### DIRECTIONS:
Arrange the portion of the items that opens with the line containing "Trace the outline of every instance of the hillside." and closes with the line containing "Give the mask of the hillside." into a Markdown table with the columns Row and Line. Number each line, and leave out any blank lines.

begin MATERIAL SUPPLIED

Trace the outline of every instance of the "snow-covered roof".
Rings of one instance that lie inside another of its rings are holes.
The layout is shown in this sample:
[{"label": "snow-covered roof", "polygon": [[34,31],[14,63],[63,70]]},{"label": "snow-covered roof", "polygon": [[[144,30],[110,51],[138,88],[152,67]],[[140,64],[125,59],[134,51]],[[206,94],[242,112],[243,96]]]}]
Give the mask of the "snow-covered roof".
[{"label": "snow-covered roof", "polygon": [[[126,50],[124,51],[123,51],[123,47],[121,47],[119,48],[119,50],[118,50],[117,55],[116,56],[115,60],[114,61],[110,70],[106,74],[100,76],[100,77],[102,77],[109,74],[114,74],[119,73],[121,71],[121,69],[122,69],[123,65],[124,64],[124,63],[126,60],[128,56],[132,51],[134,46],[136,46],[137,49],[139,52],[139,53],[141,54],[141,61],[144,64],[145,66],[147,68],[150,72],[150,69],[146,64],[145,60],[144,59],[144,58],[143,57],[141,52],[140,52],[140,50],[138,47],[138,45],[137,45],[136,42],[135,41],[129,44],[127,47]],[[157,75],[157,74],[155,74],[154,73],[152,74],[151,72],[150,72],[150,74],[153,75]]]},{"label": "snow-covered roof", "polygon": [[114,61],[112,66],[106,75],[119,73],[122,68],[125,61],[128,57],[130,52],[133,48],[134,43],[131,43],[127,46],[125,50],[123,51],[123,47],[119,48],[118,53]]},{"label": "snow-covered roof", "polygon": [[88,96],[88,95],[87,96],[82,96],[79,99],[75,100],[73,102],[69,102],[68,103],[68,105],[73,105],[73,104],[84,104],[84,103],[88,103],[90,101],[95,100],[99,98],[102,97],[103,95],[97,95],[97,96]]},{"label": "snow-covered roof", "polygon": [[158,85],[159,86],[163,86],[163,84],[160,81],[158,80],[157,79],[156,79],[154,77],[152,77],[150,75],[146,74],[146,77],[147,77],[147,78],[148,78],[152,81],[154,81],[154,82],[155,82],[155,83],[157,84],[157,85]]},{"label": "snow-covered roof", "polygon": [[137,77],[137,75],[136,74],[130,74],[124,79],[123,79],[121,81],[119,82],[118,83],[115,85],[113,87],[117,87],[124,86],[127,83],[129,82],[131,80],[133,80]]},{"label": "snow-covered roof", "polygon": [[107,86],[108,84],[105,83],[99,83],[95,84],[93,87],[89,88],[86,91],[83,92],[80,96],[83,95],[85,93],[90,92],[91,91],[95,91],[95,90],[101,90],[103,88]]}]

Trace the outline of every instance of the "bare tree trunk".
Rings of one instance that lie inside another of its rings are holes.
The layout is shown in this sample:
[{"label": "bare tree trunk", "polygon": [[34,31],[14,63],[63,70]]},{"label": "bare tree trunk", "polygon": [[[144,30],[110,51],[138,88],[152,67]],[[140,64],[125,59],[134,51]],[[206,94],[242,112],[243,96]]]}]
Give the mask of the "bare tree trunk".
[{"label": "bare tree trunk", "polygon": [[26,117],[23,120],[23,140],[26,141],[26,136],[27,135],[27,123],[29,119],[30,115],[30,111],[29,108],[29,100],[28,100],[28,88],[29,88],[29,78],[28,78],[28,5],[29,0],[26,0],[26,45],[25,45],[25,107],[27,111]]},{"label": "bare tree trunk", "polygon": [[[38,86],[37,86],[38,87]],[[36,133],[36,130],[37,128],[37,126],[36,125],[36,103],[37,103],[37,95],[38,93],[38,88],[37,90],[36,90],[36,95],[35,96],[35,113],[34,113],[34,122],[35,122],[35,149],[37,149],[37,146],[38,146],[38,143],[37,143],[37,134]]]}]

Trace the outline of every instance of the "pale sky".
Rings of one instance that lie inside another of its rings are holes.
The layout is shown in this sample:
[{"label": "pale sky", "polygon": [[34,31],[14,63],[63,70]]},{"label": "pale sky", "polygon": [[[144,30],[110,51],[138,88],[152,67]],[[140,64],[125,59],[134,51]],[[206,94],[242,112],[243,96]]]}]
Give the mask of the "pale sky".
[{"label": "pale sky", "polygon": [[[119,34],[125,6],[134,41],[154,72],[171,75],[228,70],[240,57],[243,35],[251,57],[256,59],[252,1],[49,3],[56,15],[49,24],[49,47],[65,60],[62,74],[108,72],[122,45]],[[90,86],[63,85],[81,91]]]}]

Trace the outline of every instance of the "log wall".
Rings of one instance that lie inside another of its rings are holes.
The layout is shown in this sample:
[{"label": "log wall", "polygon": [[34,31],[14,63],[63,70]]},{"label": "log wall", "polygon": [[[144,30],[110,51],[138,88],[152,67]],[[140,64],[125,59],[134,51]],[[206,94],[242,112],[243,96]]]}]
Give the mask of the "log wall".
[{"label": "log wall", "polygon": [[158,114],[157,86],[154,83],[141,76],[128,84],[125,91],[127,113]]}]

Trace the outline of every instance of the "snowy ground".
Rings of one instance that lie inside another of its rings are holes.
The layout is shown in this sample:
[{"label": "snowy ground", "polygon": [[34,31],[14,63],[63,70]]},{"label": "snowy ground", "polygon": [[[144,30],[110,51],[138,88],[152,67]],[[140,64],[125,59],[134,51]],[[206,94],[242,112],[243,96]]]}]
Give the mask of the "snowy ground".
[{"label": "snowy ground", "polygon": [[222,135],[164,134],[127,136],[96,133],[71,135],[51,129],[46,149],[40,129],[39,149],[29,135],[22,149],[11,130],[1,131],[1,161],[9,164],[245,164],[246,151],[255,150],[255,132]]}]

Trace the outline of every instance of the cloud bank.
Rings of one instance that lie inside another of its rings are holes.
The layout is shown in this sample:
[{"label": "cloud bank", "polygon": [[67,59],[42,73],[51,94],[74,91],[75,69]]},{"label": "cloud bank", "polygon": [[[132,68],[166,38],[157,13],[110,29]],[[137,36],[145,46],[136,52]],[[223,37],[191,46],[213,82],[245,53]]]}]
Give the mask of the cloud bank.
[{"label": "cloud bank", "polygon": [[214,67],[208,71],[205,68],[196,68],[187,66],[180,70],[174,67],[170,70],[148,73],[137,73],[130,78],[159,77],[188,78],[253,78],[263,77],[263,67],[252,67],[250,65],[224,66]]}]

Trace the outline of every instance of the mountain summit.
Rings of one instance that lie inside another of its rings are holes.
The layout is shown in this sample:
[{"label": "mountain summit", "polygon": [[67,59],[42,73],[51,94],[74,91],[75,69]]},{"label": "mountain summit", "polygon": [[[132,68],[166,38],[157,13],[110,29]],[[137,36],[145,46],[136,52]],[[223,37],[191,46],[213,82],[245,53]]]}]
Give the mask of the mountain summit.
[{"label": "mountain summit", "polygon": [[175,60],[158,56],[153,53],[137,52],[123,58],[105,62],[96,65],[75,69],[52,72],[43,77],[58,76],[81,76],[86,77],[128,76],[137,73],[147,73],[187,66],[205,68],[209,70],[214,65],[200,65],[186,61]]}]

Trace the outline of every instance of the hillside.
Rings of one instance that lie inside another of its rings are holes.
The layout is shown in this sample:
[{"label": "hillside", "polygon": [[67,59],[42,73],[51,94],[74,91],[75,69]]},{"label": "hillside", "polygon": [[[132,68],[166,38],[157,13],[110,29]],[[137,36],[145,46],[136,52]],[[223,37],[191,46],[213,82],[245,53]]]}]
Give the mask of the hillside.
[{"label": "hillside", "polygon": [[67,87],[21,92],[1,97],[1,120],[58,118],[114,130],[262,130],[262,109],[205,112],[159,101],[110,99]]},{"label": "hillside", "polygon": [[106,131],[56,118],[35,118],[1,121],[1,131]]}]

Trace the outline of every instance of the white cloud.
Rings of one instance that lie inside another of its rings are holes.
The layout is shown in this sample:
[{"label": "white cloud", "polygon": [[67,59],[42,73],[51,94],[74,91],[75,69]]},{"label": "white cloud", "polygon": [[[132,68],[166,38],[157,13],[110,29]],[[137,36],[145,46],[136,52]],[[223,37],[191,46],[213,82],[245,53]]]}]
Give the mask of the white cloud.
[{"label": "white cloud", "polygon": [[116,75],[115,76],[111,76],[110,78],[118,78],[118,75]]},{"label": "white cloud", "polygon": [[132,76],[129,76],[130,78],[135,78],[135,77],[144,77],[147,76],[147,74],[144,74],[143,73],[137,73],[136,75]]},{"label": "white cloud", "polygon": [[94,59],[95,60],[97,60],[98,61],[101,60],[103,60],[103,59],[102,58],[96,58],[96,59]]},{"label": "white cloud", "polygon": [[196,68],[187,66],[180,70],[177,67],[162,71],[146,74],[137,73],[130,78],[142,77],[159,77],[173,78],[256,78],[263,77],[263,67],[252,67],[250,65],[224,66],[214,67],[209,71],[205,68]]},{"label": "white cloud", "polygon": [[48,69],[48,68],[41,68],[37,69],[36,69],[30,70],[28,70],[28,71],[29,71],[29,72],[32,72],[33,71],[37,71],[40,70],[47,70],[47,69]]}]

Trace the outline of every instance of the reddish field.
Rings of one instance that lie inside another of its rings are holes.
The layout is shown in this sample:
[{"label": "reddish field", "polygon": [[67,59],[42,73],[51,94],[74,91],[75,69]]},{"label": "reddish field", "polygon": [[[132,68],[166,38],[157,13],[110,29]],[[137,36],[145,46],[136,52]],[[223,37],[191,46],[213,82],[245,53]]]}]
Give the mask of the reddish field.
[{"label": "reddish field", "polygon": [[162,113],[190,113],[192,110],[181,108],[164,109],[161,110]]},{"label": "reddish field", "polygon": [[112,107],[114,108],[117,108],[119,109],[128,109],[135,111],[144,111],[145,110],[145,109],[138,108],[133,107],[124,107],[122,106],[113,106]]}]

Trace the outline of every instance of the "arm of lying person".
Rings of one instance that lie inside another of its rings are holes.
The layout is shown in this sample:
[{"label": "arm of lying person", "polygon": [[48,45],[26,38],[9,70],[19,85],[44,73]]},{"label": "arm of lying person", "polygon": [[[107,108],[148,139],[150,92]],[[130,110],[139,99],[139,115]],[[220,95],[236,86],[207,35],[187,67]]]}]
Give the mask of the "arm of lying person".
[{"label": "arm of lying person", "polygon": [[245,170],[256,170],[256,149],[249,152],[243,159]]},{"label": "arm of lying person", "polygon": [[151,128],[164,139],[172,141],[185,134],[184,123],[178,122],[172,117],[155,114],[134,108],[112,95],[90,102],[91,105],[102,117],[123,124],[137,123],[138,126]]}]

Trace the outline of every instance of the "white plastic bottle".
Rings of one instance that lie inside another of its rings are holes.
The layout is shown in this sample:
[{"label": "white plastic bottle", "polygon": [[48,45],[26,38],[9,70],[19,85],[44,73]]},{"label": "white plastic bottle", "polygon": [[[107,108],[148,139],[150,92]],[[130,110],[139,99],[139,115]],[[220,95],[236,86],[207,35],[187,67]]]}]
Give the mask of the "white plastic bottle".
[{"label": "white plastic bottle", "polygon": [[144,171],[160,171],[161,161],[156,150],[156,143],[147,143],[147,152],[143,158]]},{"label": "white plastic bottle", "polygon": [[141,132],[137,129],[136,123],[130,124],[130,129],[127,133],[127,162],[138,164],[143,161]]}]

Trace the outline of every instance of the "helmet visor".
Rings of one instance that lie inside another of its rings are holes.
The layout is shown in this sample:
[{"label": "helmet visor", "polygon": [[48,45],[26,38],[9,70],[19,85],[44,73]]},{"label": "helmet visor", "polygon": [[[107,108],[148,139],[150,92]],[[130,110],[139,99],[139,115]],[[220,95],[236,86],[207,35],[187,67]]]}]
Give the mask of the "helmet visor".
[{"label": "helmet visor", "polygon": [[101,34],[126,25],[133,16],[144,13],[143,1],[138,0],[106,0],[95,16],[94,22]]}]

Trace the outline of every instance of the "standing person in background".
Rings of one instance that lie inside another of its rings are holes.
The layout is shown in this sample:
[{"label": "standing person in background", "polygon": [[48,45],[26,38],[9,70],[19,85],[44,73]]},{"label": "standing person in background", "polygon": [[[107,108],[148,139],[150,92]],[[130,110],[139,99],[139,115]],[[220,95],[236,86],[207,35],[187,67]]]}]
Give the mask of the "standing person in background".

end MATERIAL SUPPLIED

### ANSWER TO THIS PROBLEM:
| Row | Line |
|---|---|
| 1 | Trace the outline of every instance of the hillside. |
| 2 | Rings of one instance that lie inside another of its rings are holes. |
| 3 | The layout is shown in this sample: |
| 4 | [{"label": "hillside", "polygon": [[67,59],[42,73],[51,94],[74,91],[75,69]]},{"label": "hillside", "polygon": [[[132,68],[166,38],[157,13],[110,29]],[[137,36],[145,46],[136,52]],[[223,37],[191,46],[213,82],[245,53]]]}] |
| 5 | Give the mask of the hillside. |